--- Given records Enclosed Below ---

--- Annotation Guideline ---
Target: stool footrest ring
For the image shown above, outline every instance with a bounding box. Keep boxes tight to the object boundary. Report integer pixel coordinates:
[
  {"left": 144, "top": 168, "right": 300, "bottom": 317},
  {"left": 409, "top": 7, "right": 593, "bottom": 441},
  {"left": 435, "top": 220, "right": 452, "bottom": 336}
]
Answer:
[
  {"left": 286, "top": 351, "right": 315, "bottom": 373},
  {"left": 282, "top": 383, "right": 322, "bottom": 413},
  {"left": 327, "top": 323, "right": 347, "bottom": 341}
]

--- End of Enclosed Given records ---

Prompt: Print all of the material above exactly as given.

Solution for this exercise:
--- Annotation Guideline ---
Target: stool footrest ring
For the image shown above, outline every instance with a bounding box. Keep boxes tight to the object boundary. Report integer pixel coordinates:
[
  {"left": 144, "top": 168, "right": 300, "bottom": 317},
  {"left": 409, "top": 7, "right": 593, "bottom": 441},
  {"left": 435, "top": 220, "right": 452, "bottom": 336}
]
Answer:
[
  {"left": 286, "top": 351, "right": 315, "bottom": 373},
  {"left": 282, "top": 383, "right": 322, "bottom": 413},
  {"left": 327, "top": 323, "right": 347, "bottom": 341}
]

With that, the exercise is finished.